[PASSAGE SHOWN — start]

PRACTICE OF HOMOEOPATHY.
The great exponent of Homoeopathic Philosophy, Dr. Stuart Close, M. D., made the following observation in course of his famous address delivered before the Boston District Medical Society, on the 24th of September, 1925. His remarks hold good today in regard to the practice of homoeopathy in this country.
“The great biological truth underlying Hahnemanns doctrine of Life Force has been apprehended by only a few of his followers, and by most of them only in part. Those who were somewhat versed in physics were able to grasp the “force” aspect of the subject and see its importance.
In the controversies which arose a few maintained that Hahnemann was right and that the doctrine of the vital force is an essential part of the homoeopathic system. Fewer still were able to see that it is the absolute, the bed-rock foundation of homoeopathy. Hahnemann himself apparently did not realize it until he had practically completed his therapeutic edifice.
Up to 1829 it was Hahnemann, the physicist and chemist working. Then he saw the human organism as a living, thinking, feeling unit and became a vitalist. Life-and-mind became for him the primary factor, never afterward to be overlooked.
“The rank and file of the school, of course, took a part in the discussions which arose, but the blighting influence on the morale of the materialistic majority who opposed the doctrine was reflected in their practice, which continually receded from technical standards and consequently became less and less efficient therapeutically. Without a compass and with incomplete sailing directions for their little vessels, they were compelled to hug the shore. When contrary winds and storms arose, their only recourse was to come about and make a dash for the nearest allopathic port”.

[PASSAGE SHOWN — finish]
[PROVIDED MATERIAL — start]

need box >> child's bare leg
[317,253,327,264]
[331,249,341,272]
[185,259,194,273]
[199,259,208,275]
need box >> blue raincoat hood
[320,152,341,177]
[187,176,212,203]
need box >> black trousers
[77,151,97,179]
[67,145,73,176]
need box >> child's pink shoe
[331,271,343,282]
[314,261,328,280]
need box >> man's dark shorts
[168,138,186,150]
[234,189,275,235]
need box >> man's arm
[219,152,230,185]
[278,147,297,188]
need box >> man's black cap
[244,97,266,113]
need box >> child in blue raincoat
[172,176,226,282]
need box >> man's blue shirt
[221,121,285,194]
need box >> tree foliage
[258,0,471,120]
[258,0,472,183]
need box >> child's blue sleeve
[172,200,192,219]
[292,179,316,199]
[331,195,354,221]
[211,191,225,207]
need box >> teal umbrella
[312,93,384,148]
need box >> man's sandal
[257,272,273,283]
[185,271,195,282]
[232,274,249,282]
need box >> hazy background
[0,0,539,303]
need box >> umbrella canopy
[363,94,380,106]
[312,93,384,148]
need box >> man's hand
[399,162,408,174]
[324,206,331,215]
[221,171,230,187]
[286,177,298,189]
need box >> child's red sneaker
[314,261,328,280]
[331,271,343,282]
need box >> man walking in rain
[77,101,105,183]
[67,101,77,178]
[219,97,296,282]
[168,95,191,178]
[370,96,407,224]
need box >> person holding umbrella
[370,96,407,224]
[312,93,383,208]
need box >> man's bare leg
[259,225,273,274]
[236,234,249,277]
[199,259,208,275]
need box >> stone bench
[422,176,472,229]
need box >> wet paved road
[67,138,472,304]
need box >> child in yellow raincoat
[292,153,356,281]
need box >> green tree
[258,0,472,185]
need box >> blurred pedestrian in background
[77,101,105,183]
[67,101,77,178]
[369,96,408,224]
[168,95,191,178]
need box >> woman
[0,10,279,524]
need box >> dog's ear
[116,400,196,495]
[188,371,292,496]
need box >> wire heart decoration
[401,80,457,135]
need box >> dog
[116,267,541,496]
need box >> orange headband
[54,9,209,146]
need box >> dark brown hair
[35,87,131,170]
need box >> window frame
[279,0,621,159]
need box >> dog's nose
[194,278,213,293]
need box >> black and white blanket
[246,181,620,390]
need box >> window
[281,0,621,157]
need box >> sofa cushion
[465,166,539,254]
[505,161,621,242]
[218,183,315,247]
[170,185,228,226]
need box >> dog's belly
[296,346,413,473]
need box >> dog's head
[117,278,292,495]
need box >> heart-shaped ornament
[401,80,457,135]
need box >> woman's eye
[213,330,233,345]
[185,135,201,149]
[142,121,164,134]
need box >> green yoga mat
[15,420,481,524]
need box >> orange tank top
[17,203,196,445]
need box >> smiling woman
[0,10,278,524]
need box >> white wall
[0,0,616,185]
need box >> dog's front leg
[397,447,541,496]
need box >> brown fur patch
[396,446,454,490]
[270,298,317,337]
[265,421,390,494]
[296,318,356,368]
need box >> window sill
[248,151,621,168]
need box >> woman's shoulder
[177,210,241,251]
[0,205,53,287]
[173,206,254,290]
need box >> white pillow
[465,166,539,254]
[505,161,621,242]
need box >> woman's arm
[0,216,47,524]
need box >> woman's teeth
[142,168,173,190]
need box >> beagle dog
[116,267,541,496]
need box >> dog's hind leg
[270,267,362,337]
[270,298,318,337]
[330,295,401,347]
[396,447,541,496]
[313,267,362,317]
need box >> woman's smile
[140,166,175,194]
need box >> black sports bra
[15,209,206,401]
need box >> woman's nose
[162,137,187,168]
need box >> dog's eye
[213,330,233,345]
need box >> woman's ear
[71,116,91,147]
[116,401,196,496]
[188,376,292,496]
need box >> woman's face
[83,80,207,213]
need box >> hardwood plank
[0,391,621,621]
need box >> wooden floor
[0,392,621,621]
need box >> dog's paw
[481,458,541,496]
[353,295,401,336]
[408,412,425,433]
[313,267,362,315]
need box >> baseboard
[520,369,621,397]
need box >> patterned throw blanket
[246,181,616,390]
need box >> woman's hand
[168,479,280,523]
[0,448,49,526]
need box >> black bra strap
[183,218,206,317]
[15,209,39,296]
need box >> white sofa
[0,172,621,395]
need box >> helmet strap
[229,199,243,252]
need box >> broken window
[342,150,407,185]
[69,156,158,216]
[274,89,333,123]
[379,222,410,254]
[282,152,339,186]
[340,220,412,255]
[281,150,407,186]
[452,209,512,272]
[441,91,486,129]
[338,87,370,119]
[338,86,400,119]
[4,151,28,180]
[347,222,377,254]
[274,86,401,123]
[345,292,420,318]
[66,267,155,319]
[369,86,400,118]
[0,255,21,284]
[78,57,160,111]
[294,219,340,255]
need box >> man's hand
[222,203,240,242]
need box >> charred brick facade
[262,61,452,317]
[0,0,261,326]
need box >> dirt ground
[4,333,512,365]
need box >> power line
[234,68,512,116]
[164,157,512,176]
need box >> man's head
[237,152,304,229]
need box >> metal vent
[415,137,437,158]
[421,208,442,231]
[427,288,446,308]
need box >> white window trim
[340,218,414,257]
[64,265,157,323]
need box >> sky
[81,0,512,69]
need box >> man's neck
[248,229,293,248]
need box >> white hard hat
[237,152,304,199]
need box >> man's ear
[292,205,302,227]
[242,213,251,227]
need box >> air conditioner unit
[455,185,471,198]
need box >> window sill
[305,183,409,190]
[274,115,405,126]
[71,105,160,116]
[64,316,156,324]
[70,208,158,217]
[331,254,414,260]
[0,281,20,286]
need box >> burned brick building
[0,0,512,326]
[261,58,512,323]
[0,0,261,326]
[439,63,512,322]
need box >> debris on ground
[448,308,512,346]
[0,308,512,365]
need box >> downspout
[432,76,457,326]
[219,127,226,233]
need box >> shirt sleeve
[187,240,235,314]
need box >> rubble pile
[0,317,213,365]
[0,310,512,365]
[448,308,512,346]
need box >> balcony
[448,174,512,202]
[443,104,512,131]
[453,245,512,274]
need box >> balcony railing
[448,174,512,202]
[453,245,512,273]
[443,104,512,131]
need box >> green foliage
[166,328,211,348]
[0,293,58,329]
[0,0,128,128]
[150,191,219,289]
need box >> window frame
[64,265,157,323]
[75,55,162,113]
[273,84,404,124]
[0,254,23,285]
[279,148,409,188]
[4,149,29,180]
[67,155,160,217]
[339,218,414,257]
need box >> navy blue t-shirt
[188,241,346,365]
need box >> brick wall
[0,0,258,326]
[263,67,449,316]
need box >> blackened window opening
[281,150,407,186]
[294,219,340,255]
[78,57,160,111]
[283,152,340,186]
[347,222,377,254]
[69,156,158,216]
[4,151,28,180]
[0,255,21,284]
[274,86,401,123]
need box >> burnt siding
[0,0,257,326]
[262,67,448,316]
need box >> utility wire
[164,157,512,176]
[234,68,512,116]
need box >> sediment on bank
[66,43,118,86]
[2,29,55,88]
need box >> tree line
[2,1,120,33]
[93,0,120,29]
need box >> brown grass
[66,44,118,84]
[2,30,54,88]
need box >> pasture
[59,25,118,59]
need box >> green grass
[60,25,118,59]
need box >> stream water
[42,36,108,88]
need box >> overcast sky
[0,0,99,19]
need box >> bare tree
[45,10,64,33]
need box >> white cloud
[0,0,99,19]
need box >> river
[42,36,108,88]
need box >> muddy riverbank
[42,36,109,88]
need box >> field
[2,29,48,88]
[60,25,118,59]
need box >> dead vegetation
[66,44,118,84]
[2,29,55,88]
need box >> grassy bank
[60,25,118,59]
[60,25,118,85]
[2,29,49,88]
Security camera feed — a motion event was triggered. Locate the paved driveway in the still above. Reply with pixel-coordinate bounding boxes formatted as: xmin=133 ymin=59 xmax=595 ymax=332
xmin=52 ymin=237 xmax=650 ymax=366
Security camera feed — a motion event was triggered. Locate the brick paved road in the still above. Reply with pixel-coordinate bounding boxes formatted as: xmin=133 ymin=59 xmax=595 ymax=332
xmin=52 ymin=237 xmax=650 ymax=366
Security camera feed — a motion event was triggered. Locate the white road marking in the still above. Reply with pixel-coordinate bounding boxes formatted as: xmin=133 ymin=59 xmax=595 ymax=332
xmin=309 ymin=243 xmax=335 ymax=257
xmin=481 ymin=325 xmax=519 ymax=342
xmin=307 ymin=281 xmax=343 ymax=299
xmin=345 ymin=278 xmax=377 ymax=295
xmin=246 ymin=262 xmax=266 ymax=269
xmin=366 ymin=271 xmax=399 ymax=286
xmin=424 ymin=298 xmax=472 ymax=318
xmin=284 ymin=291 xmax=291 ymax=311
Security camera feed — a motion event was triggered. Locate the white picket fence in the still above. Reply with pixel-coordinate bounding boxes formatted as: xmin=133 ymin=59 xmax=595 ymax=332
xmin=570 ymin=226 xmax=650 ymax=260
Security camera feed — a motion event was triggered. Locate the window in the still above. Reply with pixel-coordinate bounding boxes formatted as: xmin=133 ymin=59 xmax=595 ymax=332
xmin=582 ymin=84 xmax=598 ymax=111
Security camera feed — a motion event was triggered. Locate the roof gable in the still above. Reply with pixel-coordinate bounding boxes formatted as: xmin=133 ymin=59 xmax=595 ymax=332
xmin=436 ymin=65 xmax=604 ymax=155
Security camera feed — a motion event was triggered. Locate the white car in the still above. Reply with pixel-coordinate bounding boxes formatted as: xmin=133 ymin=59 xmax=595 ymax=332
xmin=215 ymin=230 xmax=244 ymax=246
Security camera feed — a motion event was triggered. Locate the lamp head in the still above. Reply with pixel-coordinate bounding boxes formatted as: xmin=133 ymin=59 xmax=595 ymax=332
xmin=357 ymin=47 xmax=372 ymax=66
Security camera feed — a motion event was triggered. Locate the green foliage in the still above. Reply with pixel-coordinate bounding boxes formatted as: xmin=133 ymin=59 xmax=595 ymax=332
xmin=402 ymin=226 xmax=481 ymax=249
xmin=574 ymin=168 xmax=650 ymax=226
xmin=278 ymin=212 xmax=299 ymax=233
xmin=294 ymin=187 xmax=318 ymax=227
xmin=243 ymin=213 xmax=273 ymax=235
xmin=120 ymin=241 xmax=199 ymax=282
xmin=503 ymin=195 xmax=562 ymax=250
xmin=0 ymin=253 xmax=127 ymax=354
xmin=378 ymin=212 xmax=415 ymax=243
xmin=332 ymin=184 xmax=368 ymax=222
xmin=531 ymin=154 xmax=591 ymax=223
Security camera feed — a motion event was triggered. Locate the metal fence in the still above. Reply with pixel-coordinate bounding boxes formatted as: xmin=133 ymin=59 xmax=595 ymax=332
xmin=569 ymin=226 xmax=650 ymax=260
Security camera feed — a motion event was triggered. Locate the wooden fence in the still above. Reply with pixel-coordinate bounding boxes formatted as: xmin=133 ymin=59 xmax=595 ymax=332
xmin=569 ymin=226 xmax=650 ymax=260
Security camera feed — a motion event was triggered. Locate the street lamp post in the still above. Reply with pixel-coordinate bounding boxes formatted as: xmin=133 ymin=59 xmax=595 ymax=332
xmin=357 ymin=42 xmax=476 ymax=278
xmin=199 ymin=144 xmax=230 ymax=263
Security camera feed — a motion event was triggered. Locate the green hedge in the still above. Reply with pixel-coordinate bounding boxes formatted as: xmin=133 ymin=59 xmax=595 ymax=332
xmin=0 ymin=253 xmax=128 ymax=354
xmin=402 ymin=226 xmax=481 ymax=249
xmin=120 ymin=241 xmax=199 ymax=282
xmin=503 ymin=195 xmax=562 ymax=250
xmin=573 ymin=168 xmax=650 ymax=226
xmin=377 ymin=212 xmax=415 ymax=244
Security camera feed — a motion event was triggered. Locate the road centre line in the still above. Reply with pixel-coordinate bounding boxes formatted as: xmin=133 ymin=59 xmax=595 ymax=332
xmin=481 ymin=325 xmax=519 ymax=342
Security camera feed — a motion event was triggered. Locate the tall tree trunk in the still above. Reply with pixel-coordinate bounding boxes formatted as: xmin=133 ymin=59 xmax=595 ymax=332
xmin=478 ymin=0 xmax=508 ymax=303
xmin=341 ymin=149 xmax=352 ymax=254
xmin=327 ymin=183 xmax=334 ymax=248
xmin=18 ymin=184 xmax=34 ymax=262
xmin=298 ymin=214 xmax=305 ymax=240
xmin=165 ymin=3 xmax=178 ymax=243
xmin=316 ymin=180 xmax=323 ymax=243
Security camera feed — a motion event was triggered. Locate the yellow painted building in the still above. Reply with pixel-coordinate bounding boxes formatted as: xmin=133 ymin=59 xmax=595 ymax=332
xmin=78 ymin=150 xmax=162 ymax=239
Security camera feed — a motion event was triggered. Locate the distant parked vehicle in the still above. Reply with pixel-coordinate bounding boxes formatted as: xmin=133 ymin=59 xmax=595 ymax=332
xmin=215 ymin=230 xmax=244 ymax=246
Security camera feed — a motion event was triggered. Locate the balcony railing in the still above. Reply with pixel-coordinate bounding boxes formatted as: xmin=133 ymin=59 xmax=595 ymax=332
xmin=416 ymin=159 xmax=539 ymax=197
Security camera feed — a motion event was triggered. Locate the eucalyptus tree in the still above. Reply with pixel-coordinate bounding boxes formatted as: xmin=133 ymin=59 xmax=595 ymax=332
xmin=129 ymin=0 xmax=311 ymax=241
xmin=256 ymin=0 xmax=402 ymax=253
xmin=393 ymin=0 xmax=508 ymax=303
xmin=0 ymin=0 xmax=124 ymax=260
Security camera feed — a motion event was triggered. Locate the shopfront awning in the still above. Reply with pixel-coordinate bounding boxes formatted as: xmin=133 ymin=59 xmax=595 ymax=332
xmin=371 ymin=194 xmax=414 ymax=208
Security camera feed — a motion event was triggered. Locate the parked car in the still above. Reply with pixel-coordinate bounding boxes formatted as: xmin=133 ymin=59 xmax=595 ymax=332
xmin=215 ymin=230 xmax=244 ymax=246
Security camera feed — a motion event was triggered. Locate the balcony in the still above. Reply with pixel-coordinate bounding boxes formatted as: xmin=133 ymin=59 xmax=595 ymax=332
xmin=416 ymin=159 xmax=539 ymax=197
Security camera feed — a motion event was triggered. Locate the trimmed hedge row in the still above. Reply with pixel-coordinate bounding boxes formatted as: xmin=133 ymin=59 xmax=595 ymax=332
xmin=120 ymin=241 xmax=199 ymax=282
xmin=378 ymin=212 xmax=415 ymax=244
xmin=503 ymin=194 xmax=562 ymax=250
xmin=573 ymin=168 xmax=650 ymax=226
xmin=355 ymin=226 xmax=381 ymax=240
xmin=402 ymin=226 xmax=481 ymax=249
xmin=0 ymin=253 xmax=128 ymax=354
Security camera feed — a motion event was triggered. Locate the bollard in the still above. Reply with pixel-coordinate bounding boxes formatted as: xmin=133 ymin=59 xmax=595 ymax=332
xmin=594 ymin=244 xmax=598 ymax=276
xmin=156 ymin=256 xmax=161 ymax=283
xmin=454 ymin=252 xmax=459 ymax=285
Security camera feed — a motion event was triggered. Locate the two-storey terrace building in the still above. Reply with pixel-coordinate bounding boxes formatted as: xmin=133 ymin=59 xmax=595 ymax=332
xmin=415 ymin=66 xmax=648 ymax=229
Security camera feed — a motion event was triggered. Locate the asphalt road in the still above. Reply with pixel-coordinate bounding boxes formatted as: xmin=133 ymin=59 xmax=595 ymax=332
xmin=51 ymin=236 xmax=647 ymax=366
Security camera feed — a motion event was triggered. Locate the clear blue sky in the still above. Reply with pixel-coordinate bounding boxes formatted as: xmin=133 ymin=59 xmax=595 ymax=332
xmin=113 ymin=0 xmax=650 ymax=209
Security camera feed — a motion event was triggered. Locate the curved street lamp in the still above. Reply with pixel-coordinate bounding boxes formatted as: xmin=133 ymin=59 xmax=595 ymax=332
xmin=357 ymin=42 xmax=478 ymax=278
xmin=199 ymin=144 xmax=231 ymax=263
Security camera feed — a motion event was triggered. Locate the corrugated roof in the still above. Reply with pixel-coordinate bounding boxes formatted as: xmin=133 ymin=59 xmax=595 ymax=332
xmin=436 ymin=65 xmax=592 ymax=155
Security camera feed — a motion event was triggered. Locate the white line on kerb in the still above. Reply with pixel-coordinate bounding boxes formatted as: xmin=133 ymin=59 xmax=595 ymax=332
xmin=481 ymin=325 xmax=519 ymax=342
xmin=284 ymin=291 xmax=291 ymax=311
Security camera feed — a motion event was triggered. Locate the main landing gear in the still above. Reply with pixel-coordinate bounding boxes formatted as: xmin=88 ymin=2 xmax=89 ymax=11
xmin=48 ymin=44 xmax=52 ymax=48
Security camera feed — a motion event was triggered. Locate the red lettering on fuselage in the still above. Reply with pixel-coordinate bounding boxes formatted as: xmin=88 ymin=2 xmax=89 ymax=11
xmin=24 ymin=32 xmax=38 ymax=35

[PROVIDED MATERIAL — finish]

→ **PROBLEMS AND TASKS**
a) Rewrite the passage on the practice of homoeopathy, starting with "PRACTICE OF HOMOEOPATHY." and going on through "see its importance.", changing "address" to "lecture".
b) According to the passage on the practice of homoeopathy, before which body did Dr. Stuart Close deliver his address?
c) Continue the passage on the practice of homoeopathy from where it stops.

→ **RESULTS BY TASK**
a)
PRACTICE OF HOMOEOPATHY.
The great exponent of Homoeopathic Philosophy, Dr. Stuart Close, M. D., made the following observation in course of his famous lecture delivered before the Boston District Medical Society, on the 24th of September, 1925. His remarks hold good today in regard to the practice of homoeopathy in this country.
“The great biological truth underlying Hahnemanns doctrine of Life Force has been apprehended by only a few of his followers, and by most of them only in part. Those who were somewhat versed in physics were able to grasp the “force” aspect of the subject and see its importance.

b) The Boston District Medical Society.

c)
“One of the greatest obstacles to the progress of homoeopathy has been the lack of scientific training in many of those who entered its ranks. Coming from all grades and departments of society, often without systematic mental training, or knowledge of the strictly logical methods of theoretical and applied science, they were ill fitted or totally unfitted to assume the activities and responsibilities of homoeopathic physicians.
Many were under the impression that homoeopathy is simple and easy to practice. This delusion arose from seeing its practice so largely in the hands of laymen in early days.
Practically it is simple–for laymen. But for one to take it up as a profession in order to extend its application to the utmost limits, it is difficult. It requires the full powers of a trained intellect in any one who has the scientific bent of mind, and who is otherwise specially qualified by nature for the work of the physician.
“Those who did not possess these qualifications were unable to appreciate, among other things, the power of precedent and authority in science. They could not understand, for example, why Hahnemann should be so rigorous in his requirements of those who sought to become his disciples, nor why he criticized so severely those who failed or refused to comply with them. To these he seemed arrogant and dictatorial, whereas he was merely insisting upon compliance with necessary technical requirements.
“Does anyone regard the chemist as arrogant and dictatorial because he insists upon strict observance of laboratory rules? Does any one imagine that he could violate the rules, ignore the principles and jumble the technic of his art and become a successful chemist? Yet that is what the majority of the so- called homoeopathic physicians have done from Hahnemanns day down to the present. It is any wonder that the practice of homoeopathy degenerated”.